** START OF MATERIAL FOR THE TASK **

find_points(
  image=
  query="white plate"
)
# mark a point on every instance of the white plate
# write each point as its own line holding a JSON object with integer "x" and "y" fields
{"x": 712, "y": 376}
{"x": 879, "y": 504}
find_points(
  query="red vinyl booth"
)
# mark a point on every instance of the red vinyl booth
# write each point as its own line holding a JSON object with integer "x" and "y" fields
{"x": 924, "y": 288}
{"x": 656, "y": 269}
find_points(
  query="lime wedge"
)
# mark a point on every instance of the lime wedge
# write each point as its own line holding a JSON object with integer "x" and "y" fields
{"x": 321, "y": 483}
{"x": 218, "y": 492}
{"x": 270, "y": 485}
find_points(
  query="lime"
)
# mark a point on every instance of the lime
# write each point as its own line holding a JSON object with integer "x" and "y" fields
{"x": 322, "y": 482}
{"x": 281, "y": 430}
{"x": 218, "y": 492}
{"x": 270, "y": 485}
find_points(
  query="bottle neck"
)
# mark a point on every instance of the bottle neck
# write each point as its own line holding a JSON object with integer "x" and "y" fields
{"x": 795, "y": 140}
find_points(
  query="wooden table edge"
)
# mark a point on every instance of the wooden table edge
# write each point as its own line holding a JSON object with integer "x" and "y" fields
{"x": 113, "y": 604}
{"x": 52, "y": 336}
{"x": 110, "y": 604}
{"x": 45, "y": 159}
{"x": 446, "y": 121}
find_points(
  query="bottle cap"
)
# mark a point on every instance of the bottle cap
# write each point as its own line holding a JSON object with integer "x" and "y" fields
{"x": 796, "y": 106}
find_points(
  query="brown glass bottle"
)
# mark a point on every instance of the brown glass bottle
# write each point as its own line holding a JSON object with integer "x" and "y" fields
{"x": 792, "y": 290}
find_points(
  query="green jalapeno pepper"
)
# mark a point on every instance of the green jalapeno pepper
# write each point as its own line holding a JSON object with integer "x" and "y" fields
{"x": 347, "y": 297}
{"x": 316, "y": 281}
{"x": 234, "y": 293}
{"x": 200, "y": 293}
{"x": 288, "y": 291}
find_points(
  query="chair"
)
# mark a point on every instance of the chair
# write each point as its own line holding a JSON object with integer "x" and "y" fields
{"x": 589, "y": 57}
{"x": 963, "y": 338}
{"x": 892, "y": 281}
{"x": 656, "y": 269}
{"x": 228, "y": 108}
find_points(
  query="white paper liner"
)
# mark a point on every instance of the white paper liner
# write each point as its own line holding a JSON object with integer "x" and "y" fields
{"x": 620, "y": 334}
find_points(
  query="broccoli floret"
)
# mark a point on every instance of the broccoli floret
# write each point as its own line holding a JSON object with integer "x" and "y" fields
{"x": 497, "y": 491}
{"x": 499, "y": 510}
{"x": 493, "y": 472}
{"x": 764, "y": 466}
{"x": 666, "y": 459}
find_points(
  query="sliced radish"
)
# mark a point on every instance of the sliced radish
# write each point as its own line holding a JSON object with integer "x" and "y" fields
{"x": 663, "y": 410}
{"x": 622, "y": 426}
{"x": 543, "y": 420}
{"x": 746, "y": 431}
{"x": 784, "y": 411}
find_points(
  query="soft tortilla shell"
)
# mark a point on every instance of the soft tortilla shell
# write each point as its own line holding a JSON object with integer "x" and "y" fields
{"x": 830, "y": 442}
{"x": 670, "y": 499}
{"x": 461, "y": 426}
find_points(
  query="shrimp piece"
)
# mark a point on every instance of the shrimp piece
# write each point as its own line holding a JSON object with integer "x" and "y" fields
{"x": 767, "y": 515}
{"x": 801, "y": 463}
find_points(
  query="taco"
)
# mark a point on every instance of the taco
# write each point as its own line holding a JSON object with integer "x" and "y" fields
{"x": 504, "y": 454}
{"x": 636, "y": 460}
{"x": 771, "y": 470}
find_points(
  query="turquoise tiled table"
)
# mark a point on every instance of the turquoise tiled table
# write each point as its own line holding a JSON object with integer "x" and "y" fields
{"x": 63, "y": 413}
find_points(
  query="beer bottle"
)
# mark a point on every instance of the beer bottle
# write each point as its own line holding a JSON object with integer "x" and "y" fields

** END OF MATERIAL FOR THE TASK **

TASK BRIEF:
Return each line of the data exactly as written above.

TASK RESPONSE:
find_points(
  image=
  query="white plate"
)
# mark a point on every instance of the white plate
# write each point as its own line holding a JSON object with integer "x" and "y" fields
{"x": 712, "y": 376}
{"x": 879, "y": 504}
find_points(
  query="red vinyl booth"
)
# mark a point on every instance of the red vinyl booth
# write each point as its own line holding a JSON object with integer "x" and "y" fields
{"x": 924, "y": 288}
{"x": 656, "y": 269}
find_points(
  query="lime wedge"
)
# mark a point on every instance of the lime wedge
# write each point as its own line holding a JSON object with integer "x" and "y" fields
{"x": 321, "y": 483}
{"x": 218, "y": 492}
{"x": 270, "y": 485}
find_points(
  query="lime"
)
# mark a point on every instance of the lime
# write each point as its own line holding a JSON object with integer "x" and "y" fields
{"x": 322, "y": 482}
{"x": 281, "y": 430}
{"x": 218, "y": 492}
{"x": 270, "y": 485}
find_points(
  query="bottle neck"
)
# mark a point on every instance of the bottle neck
# write each point as its own line holding a JSON object with integer "x" and "y" fields
{"x": 795, "y": 140}
find_points(
  query="wooden table edge"
)
# mark a point on every instance of the wooden table edge
# write each point as its own line holding a JSON object with integer "x" and "y" fields
{"x": 113, "y": 604}
{"x": 52, "y": 336}
{"x": 110, "y": 604}
{"x": 45, "y": 159}
{"x": 446, "y": 121}
find_points(
  query="bottle cap"
)
# mark a point on every instance of the bottle cap
# write each point as its own line holding a JSON object with integer "x" and "y" fields
{"x": 796, "y": 106}
find_points(
  query="brown glass bottle"
)
# mark a point on every instance of the brown glass bottle
# write each point as its own line holding a JSON object with integer "x" and "y" fields
{"x": 792, "y": 290}
find_points(
  query="green jalapeno pepper"
)
# mark a point on every instance of the green jalapeno pepper
# write each point as its own line holding a JSON object with integer "x" and "y" fields
{"x": 347, "y": 297}
{"x": 316, "y": 281}
{"x": 234, "y": 293}
{"x": 200, "y": 293}
{"x": 288, "y": 291}
find_points(
  query="chair"
)
# mark a point on every instance of the chair
# write each point as its own line holding a JSON object with integer "x" and "y" fields
{"x": 589, "y": 57}
{"x": 963, "y": 338}
{"x": 892, "y": 281}
{"x": 656, "y": 269}
{"x": 228, "y": 108}
find_points(
  query="white paper liner"
)
# mark a point on every instance of the white paper liner
# write each point as its own line holding a JSON object with integer "x" and "y" fields
{"x": 620, "y": 334}
find_points(
  query="broccoli floret"
)
# mark a point on every instance of the broccoli floret
# write each point as its own line holding a JSON object with integer "x" and "y" fields
{"x": 497, "y": 491}
{"x": 499, "y": 510}
{"x": 493, "y": 472}
{"x": 764, "y": 466}
{"x": 666, "y": 459}
find_points(
  query="sliced radish"
)
# mark a point on every instance of the sliced radish
# write each point as its own line holding a JSON object with integer "x" and "y" fields
{"x": 663, "y": 410}
{"x": 622, "y": 426}
{"x": 543, "y": 420}
{"x": 746, "y": 431}
{"x": 784, "y": 411}
find_points(
  query="soft tortilla shell"
)
# mark a point on every instance of the soft tortilla shell
# write each point as its own line holding a JSON object with integer "x" and "y" fields
{"x": 830, "y": 442}
{"x": 670, "y": 499}
{"x": 461, "y": 426}
find_points(
  query="shrimp piece"
)
# mark a point on every instance of the shrimp piece
# write each point as its own line holding a JSON object with integer "x" and "y" fields
{"x": 767, "y": 515}
{"x": 801, "y": 463}
find_points(
  query="taco"
)
# mark a point on every instance of the taco
# write each point as its own line holding a JSON object with integer "x" and "y" fields
{"x": 504, "y": 454}
{"x": 636, "y": 460}
{"x": 771, "y": 470}
find_points(
  query="turquoise tiled table"
)
# mark a point on every instance of the turquoise tiled table
# write each point as its own line holding a JSON object with integer "x" and "y" fields
{"x": 63, "y": 413}
find_points(
  query="beer bottle"
)
# mark a point on every instance of the beer bottle
# write each point as its own line holding a JSON object with integer "x" and "y" fields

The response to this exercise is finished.